Problem to solve:
All of the material below is to be returned exactly.

>> START Data excerpts

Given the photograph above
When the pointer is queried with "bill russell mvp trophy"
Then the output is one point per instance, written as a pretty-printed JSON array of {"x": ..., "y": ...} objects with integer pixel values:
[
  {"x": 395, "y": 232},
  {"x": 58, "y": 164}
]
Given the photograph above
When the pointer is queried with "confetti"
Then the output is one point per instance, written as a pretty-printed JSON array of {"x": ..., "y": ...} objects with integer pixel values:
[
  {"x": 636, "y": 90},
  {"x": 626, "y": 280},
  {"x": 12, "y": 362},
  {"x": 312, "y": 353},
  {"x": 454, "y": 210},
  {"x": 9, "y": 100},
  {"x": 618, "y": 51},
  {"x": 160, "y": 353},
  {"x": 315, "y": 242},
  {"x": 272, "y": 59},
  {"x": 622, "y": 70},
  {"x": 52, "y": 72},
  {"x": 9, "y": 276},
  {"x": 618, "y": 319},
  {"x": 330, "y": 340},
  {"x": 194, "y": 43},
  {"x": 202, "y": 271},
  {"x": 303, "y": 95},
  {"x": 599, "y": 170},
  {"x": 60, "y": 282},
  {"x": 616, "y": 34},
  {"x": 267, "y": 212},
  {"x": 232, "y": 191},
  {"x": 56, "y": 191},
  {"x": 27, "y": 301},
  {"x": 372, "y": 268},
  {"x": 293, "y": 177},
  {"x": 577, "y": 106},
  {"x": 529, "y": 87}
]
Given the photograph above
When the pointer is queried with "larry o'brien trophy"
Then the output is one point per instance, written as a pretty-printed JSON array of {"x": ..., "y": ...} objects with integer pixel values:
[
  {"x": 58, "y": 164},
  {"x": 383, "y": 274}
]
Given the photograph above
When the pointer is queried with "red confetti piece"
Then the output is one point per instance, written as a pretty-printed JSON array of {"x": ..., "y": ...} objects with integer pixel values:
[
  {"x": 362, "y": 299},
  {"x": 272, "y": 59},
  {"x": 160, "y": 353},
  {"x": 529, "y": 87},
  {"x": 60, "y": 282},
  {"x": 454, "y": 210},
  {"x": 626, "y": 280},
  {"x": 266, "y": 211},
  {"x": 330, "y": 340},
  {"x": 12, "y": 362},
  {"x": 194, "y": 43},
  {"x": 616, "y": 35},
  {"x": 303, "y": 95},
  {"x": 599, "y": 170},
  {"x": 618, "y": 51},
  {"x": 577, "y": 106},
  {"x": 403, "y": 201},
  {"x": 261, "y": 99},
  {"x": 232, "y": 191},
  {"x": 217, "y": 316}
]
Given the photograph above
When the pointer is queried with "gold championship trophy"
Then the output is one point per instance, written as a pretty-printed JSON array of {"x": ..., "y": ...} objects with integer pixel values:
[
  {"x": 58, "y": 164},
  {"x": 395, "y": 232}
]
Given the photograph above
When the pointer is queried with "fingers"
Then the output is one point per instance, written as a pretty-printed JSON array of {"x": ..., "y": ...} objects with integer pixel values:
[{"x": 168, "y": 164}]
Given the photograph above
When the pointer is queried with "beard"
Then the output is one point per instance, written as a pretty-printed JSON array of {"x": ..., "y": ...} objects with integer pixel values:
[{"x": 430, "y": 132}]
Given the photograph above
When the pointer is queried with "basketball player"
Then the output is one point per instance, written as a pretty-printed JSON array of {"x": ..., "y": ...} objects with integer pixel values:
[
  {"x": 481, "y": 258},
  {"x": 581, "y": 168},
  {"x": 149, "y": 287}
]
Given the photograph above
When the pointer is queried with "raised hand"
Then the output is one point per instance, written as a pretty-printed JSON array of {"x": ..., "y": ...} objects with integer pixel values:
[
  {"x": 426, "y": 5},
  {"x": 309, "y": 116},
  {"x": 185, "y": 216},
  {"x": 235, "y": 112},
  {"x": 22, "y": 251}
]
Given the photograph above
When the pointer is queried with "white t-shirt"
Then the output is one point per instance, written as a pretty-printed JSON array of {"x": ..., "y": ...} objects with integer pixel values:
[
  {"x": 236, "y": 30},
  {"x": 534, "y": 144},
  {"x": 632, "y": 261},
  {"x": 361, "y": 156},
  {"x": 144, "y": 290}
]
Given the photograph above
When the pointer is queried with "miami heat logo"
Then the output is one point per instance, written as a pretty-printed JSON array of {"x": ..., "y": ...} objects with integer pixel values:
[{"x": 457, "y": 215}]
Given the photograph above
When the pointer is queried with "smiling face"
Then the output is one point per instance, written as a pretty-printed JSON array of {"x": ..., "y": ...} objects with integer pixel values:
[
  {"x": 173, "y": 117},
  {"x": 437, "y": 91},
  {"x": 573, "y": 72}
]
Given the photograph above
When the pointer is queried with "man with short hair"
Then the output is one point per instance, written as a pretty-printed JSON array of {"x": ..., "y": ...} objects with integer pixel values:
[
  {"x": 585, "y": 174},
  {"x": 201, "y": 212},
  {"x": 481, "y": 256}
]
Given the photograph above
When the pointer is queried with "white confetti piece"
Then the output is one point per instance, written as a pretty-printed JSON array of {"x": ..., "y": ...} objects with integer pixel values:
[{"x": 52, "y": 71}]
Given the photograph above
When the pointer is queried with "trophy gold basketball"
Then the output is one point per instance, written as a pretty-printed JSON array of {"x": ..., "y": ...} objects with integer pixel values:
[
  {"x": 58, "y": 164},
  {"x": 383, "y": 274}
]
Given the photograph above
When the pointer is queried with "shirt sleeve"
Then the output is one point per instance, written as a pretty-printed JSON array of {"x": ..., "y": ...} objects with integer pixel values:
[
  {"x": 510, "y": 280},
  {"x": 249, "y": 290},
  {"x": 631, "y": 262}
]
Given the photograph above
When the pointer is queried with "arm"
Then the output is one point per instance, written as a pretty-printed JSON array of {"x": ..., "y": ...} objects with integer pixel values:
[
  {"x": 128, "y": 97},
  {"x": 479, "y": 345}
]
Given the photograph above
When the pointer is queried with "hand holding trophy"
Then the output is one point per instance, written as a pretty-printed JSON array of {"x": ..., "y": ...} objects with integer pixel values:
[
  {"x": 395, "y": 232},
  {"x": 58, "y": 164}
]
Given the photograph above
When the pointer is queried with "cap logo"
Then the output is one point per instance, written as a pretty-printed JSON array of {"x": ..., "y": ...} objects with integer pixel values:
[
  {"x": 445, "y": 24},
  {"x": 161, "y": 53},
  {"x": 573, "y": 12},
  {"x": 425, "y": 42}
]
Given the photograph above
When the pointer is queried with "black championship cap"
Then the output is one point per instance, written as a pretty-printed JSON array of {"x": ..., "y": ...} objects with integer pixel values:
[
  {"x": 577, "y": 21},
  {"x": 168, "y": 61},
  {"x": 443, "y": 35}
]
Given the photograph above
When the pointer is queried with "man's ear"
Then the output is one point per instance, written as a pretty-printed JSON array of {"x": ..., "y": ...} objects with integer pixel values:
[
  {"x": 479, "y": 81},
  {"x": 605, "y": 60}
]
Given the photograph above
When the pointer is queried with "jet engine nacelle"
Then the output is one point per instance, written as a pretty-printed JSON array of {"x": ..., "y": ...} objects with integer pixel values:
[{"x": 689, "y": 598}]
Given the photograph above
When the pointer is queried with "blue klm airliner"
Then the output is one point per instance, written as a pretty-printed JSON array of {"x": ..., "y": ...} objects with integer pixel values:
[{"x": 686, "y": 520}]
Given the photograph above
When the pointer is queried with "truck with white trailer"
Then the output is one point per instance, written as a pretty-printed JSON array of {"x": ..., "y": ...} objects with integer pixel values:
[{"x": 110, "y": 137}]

>> END Data excerpts

Solved problem:
Given the photograph above
When the pointer is queried with "bill russell mvp trophy"
Then the output is one point per instance, written as a pretty-printed JSON array of {"x": ..., "y": ...} objects with integer pixel values:
[
  {"x": 395, "y": 232},
  {"x": 58, "y": 164}
]
Given the photograph above
When the pointer is queried with "confetti"
Then the output is one point per instance, written as a pretty-printed JSON array of {"x": ..., "y": ...} objects with integer pixel values:
[
  {"x": 636, "y": 90},
  {"x": 626, "y": 280},
  {"x": 12, "y": 362},
  {"x": 312, "y": 353},
  {"x": 454, "y": 210},
  {"x": 9, "y": 100},
  {"x": 618, "y": 51},
  {"x": 160, "y": 353},
  {"x": 315, "y": 242},
  {"x": 272, "y": 59},
  {"x": 622, "y": 70},
  {"x": 52, "y": 72},
  {"x": 9, "y": 276},
  {"x": 618, "y": 319},
  {"x": 330, "y": 340},
  {"x": 194, "y": 43},
  {"x": 202, "y": 271},
  {"x": 303, "y": 95},
  {"x": 599, "y": 170},
  {"x": 60, "y": 282},
  {"x": 616, "y": 34},
  {"x": 267, "y": 212},
  {"x": 232, "y": 191},
  {"x": 56, "y": 191},
  {"x": 27, "y": 301},
  {"x": 372, "y": 268},
  {"x": 293, "y": 177},
  {"x": 577, "y": 106},
  {"x": 529, "y": 87}
]
Given the photograph above
When the pointer is queried with "larry o'brien trophy"
Then the output is one point per instance, written as a pretty-printed JSON array of {"x": ..., "y": ...} objects with integer pixel values:
[
  {"x": 58, "y": 164},
  {"x": 383, "y": 274}
]
Given the photograph above
When the pointer is queried with "red confetti piece"
Then the output is one point per instance, written as a pretty-printed JSON array of {"x": ..., "y": ...} objects with integer pixel values:
[
  {"x": 362, "y": 299},
  {"x": 272, "y": 59},
  {"x": 160, "y": 353},
  {"x": 529, "y": 87},
  {"x": 60, "y": 282},
  {"x": 454, "y": 210},
  {"x": 626, "y": 280},
  {"x": 266, "y": 211},
  {"x": 330, "y": 340},
  {"x": 12, "y": 362},
  {"x": 194, "y": 43},
  {"x": 616, "y": 35},
  {"x": 303, "y": 95},
  {"x": 599, "y": 170},
  {"x": 618, "y": 51},
  {"x": 577, "y": 106},
  {"x": 403, "y": 201},
  {"x": 261, "y": 99},
  {"x": 232, "y": 191},
  {"x": 217, "y": 316}
]
Given the photograph above
When the pointer is queried with "gold championship trophy"
Then the output is one point per instance, written as a pretty-printed JSON array of {"x": ..., "y": ...} objects with integer pixel values:
[
  {"x": 58, "y": 164},
  {"x": 395, "y": 232}
]
Given the photograph above
When the pointer is queried with "fingers"
Then the output is one point per instance, written as a pretty-printed JSON array of {"x": ..., "y": ...} objects with integer pixel values:
[{"x": 168, "y": 164}]
Given the photograph above
When the pointer is queried with "beard"
Then the output is one point per instance, written as a pretty-printed JSON array of {"x": ..., "y": ...} objects with integer pixel values:
[{"x": 430, "y": 132}]
Given the photograph above
When the pointer is queried with "basketball player"
Then the output is one point per instance, written as a pretty-printed JSON array of {"x": ..., "y": ...} objects with integer pixel values:
[
  {"x": 481, "y": 258},
  {"x": 581, "y": 168},
  {"x": 149, "y": 287}
]
Given the photograph above
When the pointer is queried with "raised hand"
Then the output is one point per instance, written as a pretty-printed JSON array of {"x": ..., "y": ...} objects with integer pixel values:
[
  {"x": 426, "y": 5},
  {"x": 309, "y": 116},
  {"x": 185, "y": 216},
  {"x": 235, "y": 112},
  {"x": 22, "y": 251}
]
Given the photograph above
When the pointer is queried with "white t-shirt"
Then the output is one point per instance, written as a pretty-printed JSON array of {"x": ..., "y": ...} objects with integer pixel values:
[
  {"x": 236, "y": 30},
  {"x": 534, "y": 144},
  {"x": 632, "y": 261},
  {"x": 361, "y": 156},
  {"x": 144, "y": 290}
]
Given the photograph above
When the pointer is queried with "miami heat logo"
Then the output is one point per instance, written as a pretty-printed JSON array of {"x": ..., "y": ...} objects with integer pixel values:
[{"x": 457, "y": 215}]
Given the photograph above
When the pointer is queried with "smiling face"
Then the output is one point per instance, written as a pretty-printed JSON array of {"x": ..., "y": ...} objects with integer pixel values:
[
  {"x": 173, "y": 117},
  {"x": 437, "y": 91},
  {"x": 573, "y": 72}
]
Given the photograph above
When the pointer is queried with "man with short hair"
Then the output is one point per instance, written as a pretty-printed JSON array of {"x": ..., "y": ...} objects with integer pixel values:
[
  {"x": 585, "y": 174},
  {"x": 201, "y": 212},
  {"x": 481, "y": 256}
]
Given the photograph above
When the pointer is queried with "white confetti piece"
Then the output is one point per instance, written as a pretty-printed JSON array of {"x": ..., "y": ...} objects with integer pixel values:
[{"x": 52, "y": 71}]
Given the photograph above
When the pointer is queried with "trophy gold basketball"
Then the output is one point per instance, written as a pretty-printed JSON array of {"x": ..., "y": ...} objects with integer pixel values:
[
  {"x": 58, "y": 164},
  {"x": 383, "y": 274}
]
Given the photograph above
When the pointer is queried with "shirt sleeve"
Then the output is one point per instance, written as a pretty-printed JSON array of {"x": ..., "y": ...} objects with integer pixel values:
[
  {"x": 510, "y": 280},
  {"x": 249, "y": 290},
  {"x": 631, "y": 262}
]
Given the photograph above
When the pointer is queried with "arm"
Then the output is one point per instance, written as a pretty-printed JSON array of {"x": ..., "y": ...} objects with integer pixel values:
[
  {"x": 128, "y": 97},
  {"x": 479, "y": 345}
]
Given the photograph above
When the pointer is queried with "hand holding trophy"
Then the output is one point per instance, written as a pretty-printed JSON array of {"x": ..., "y": ...} objects with integer pixel values:
[
  {"x": 395, "y": 232},
  {"x": 58, "y": 164}
]
Given the photograph above
When the pointer is queried with "cap logo"
Then the output is one point per instance, written as a pretty-printed JSON array of {"x": ..., "y": ...} objects with integer pixel values:
[
  {"x": 445, "y": 24},
  {"x": 161, "y": 53},
  {"x": 573, "y": 12},
  {"x": 425, "y": 42}
]
Given the photograph above
When the pointer is queried with "black championship cap"
Then the output is one point per instance, written as a pretty-printed JSON array of {"x": ..., "y": ...} objects with integer pixel values:
[
  {"x": 577, "y": 21},
  {"x": 168, "y": 61},
  {"x": 443, "y": 35}
]
Given the photograph above
When the pointer is queried with "man's ear"
Then the output is one point per instance, written as a pretty-printed JSON array of {"x": ..., "y": ...} objects with integer pixel values:
[
  {"x": 479, "y": 81},
  {"x": 605, "y": 60}
]
Given the photograph above
When the pointer is queried with "jet engine nacelle"
Then the output is one point per instance, written as a pretty-printed JSON array of {"x": ..., "y": ...} objects with integer pixel values:
[{"x": 689, "y": 598}]
Given the photograph above
When the pointer is queried with "blue klm airliner"
Then the output is one point per instance, written as a pretty-printed JSON array of {"x": ..., "y": ...} objects with integer pixel values:
[{"x": 686, "y": 520}]
Given the photograph above
When the pointer is queried with "truck with white trailer"
Then the output is one point per instance, written as a pretty-printed JSON array of {"x": ..., "y": ...} objects with integer pixel values:
[{"x": 110, "y": 137}]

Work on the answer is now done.